### Problem description
Type out every line below exactly as it reads.

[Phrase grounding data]
Start of Block

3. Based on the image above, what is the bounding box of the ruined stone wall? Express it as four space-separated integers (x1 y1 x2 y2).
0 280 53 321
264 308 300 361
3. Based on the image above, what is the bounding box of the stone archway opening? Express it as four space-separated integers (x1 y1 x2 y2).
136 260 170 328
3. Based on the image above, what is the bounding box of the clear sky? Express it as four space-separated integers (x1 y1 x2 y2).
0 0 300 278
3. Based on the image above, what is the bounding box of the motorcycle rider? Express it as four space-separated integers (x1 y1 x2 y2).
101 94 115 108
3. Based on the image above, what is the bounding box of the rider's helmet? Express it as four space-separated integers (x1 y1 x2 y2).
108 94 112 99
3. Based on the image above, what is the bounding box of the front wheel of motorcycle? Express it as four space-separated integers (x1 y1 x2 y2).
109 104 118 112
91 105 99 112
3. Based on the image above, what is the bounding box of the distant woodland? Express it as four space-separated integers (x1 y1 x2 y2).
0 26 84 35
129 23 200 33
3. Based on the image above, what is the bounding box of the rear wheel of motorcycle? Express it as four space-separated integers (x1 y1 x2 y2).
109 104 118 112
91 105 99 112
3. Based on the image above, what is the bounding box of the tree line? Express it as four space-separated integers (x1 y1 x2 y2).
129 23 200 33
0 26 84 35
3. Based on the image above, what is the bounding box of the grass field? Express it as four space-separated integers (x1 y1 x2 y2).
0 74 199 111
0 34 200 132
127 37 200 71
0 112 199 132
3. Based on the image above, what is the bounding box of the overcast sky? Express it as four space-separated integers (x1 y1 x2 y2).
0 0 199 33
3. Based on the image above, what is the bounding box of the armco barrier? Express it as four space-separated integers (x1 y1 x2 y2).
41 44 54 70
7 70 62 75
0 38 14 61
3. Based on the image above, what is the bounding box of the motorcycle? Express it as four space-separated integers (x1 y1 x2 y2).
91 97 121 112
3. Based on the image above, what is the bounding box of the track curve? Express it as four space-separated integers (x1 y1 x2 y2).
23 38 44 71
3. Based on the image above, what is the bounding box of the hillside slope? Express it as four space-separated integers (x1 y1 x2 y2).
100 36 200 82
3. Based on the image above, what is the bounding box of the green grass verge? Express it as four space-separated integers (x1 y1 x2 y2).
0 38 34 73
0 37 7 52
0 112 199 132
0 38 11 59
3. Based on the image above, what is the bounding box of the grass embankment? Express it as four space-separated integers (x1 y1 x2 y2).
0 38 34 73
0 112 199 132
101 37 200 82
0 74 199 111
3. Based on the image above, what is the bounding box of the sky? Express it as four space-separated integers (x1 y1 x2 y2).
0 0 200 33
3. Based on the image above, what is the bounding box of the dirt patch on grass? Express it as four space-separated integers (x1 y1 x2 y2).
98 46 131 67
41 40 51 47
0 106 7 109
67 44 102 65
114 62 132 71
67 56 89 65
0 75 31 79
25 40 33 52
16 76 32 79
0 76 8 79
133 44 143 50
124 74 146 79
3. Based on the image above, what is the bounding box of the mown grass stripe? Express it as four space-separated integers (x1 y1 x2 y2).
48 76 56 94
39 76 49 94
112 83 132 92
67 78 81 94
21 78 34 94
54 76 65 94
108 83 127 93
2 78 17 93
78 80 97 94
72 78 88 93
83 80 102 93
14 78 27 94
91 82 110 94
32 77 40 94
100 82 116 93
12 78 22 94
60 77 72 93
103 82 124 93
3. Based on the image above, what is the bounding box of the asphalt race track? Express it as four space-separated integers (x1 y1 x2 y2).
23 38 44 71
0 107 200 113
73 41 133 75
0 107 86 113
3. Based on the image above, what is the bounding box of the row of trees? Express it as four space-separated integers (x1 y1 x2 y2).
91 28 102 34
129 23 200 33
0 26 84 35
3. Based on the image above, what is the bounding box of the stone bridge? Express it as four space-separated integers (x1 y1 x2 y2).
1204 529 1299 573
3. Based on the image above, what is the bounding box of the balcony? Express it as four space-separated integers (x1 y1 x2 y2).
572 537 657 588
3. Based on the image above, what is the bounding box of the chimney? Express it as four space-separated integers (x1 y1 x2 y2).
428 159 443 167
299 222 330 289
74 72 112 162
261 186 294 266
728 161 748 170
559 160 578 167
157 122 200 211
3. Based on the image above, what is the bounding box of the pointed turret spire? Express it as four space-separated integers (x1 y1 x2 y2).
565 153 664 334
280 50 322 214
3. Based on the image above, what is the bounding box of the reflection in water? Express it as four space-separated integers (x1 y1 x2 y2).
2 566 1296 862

End of Block

### Result
3. Based on the image above, what is the bounding box of the ruined stone wall? Express it as four space-separated integers (x1 y1 x2 y2).
0 280 53 321
264 308 300 361
3. Based on the image above, what is the bounding box of the stone archway opening? Express it as four space-separated integers (x1 y1 x2 y2).
136 260 170 328
3. Based on the image above, what is the bounding box of the clear sky? Express it as four space-separated integers (x1 y1 x2 y2).
0 0 300 278
3. Based on the image above, what is the bounding box of the motorcycle rider? Express it as four space-separated integers (x1 y1 x2 y2).
101 94 115 108
3. Based on the image above, what is the bounding box of the rider's helmet? Express it as four space-separated integers (x1 y1 x2 y2).
108 94 112 99
3. Based on the image above, what is the bounding box of the front wheel of motorcycle? Express it as four space-separated integers (x1 y1 x2 y2).
109 104 118 112
91 105 99 112
3. Based on the image above, what is the bounding box of the distant woodland? Express it as four space-separated integers (x1 y1 x2 y2).
0 26 84 35
129 23 200 33
3. Based on the image above, what is the bounding box of the rear wheel of motorcycle? Express it as four space-separated integers (x1 y1 x2 y2).
109 104 118 112
91 105 99 112
3. Based on the image above, what is the bounding box of the tree line? Express it as four space-separated integers (x1 y1 x2 y2).
129 23 200 33
0 26 84 35
3. Based on the image above, what is the bounding box of the grass field? Express it as four space-separated integers (x1 y1 x2 y2).
0 74 199 111
0 34 200 132
127 37 200 71
0 112 199 132
3. Based on the image above, what is the bounding box of the overcast sky? Express it as four space-separated integers (x1 y1 x2 y2).
0 0 199 33
3. Based on the image above, what is the bounding box of the armco barrier? Express it as four space-separated integers (x1 y1 x2 y2).
41 44 54 70
7 70 62 75
0 38 14 61
3. Based on the image above, what is the bounding box of the motorcycle? Express it as four space-separated integers (x1 y1 x2 y2).
91 97 121 112
3. Based on the image above, what is the bounding box of the track curve? Express it as four space-separated integers (x1 y1 x2 y2).
23 38 44 71
3. Based on the image above, what is the bounding box of the hillside slope? Express it as four space-separated integers (x1 y1 x2 y2).
100 36 200 82
3. Based on the image above, what is the bounding box of the green grass verge? Express it as four space-separated integers (x1 y1 x2 y2).
0 38 34 73
0 37 7 52
0 112 199 132
0 38 11 59
3. Based on the image above, what is the bounding box of the grass embankment? Express it as four space-separated integers (x1 y1 x2 y2).
0 38 34 73
0 112 199 132
101 37 200 82
0 74 199 111
3. Based on the image above, what is the bounding box of the sky? Express it as four space-separated integers (x1 y1 x2 y2).
0 0 200 33
3. Based on the image above, what is the bounding box of the dirt patch on grass? Express it as four space-separated integers (x1 y1 x2 y2).
98 46 131 67
41 40 51 47
0 106 7 109
67 44 102 65
114 62 132 71
67 56 89 65
0 75 31 79
25 40 33 52
16 76 32 79
0 76 8 79
133 44 143 50
124 74 146 79
3. Based on the image above, what is the bounding box of the mown grass stripe? Express it as four space-separated integers (x1 y1 x2 y2).
48 76 56 94
39 76 49 94
112 83 132 92
67 78 81 94
21 78 34 94
54 76 65 94
108 83 127 93
2 78 17 93
78 80 97 94
72 78 88 93
83 80 102 93
14 78 27 94
91 82 110 94
32 77 40 94
100 82 116 93
12 78 22 94
60 77 72 93
103 82 124 93
3. Based on the image above, what is the bounding box of the asphalt race track? Express it as four space-separated integers (x1 y1 x2 y2).
23 38 44 71
0 107 200 113
73 41 133 75
0 107 86 113
3. Based on the image above, what is the bounding box of the row of trees? Express it as four space-separated integers (x1 y1 x2 y2).
91 28 102 34
129 23 200 33
0 26 84 35
3. Based on the image above, what is the bounding box of the stone bridge? Express it as four space-separated integers (x1 y1 x2 y2).
1204 529 1299 573
3. Based on the image above, what is the bounding box of the balcony? Express it as four space-separated integers (x1 y1 x2 y2).
572 537 657 588
3. Based on the image above, what is the bounding box of the chimney? Express it as four space-separated integers (x1 y1 x2 y2).
428 159 443 167
299 222 330 289
74 72 112 162
261 186 294 266
728 161 748 170
559 160 578 167
157 122 200 211
3. Based on the image above, what is the bounding box of the pointed turret spire? Express it as four space-separated integers (x1 y1 x2 y2).
565 153 664 334
280 50 322 214
3. Based on the image above, what is the bounding box of the reflection in water? Express it as four space-separated integers (x1 y1 x2 y2).
2 566 1296 862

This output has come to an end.